**Ausgangstext**
####################
Sonntag, 19. Juni 2016

Von Kritiksucht und Lagerdenken (Gastbeitrag)

Der Blick über den Tellerrand oder was wir von anderen Reitweisen lernen können, wenn wir unseren eigenen Mikrokosmos mit begrenztem Horizont mal verlassen und uns für das öffnen, was andere nicht nur anders, sondern vielleicht besser machen.
Wir kennen das hier alle - ein gepostetes Bild, ein Video und schon beginnt die Fehlerguckerei und die Kritik an dem, was der oder die Gezeigte falsch macht. Dann steht nicht mehr im.Mittelpunkt, was gut war oder harmonisch, sondern was schlecht oder falsch ist. 1.2.3 - die Schubladen gehen auf, es wird kategorisiert und pauschalisieren, was nicht nur konkret der andere falsch macht. Das Lagerdenken setzt ein.
####################
**Bereitgestellte Daten**
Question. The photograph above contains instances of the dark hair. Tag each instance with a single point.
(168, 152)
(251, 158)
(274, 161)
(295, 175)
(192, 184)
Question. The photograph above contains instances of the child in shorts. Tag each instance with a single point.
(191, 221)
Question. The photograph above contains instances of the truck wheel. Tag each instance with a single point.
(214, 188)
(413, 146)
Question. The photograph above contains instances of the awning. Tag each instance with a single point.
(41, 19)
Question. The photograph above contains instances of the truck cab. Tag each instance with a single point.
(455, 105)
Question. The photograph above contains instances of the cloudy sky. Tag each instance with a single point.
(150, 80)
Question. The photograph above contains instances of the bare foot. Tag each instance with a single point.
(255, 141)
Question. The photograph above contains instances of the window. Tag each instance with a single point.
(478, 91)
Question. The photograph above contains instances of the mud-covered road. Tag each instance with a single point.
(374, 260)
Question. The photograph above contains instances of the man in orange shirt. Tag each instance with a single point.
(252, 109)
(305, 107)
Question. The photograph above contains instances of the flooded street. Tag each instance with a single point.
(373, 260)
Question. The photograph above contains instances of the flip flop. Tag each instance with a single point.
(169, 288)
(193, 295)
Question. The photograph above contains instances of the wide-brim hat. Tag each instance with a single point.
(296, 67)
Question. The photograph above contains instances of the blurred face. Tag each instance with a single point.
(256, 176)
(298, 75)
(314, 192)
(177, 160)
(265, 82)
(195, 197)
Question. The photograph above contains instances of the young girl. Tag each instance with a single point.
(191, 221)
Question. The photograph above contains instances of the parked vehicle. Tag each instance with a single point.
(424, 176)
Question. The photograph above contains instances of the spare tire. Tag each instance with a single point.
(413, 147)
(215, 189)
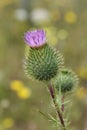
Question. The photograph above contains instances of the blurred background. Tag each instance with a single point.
(65, 22)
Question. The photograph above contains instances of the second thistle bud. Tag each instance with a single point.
(42, 62)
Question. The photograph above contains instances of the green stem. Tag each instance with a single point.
(51, 90)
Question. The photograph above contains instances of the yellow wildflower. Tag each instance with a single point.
(56, 15)
(16, 85)
(24, 93)
(70, 17)
(83, 72)
(8, 122)
(81, 93)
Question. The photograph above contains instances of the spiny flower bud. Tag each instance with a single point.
(35, 38)
(42, 61)
(66, 80)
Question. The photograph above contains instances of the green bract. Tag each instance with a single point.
(65, 80)
(43, 63)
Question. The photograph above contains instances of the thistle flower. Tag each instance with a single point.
####################
**Ziel der Aufgabe**
Führe den Ausgangstext über Kritiksucht und Lagerdenken beim Reiten nach seinem letzten Satz fort. Die Daten stammen aus einer anderen Quelle.

**Lösung der Aufgabe**
Englischreiter an sich Rollen ihr Pferd auf, arbeiten permanent mit Druck und foltern ihre Tiere mit schrecklichen Zubehör und überhaupt, die Turnirreiter unter ihnen sind garantiert böse, weil man ja weiß, dass Englischreiter an sich und Turnierreiter als solche Koppeln und artgerechte Haltung per se ablehnen. Uta Gräf, Ingrid Klimke? Wer kennt die schon...
Im anderen Lager befinden sich die Westernreiter, die (glaubt man den Vertretern des ersten Lagers) vor allem deshalb in den Westernsattel gestiegen sind, weil sie 1. Den Schwung des Warmblöds nicht sitzen können, 2. Der Hintern der Reiterinnen nicht nicht mehr in die 17" Sitzprothese passt, 3.."ihm" Dressurreiten nicht männlich genug ist und das Image in den Sonnenuntergang reitenden Cowboys viel maskuliner ist... Ach ja, mit 50cm langen Anzügen und Sternsporen" lässt es sich auch viel feiner reiten...
Natürlich läuft der Gaul schwunglos auf der Vorhand und wird als Kind schon zur Schwerstarbeit verdonnert...
Die Gangpferde- und "Freizeit"-Reiter lasse ich mal bewusst außen vor - die Klischees sind bekannt.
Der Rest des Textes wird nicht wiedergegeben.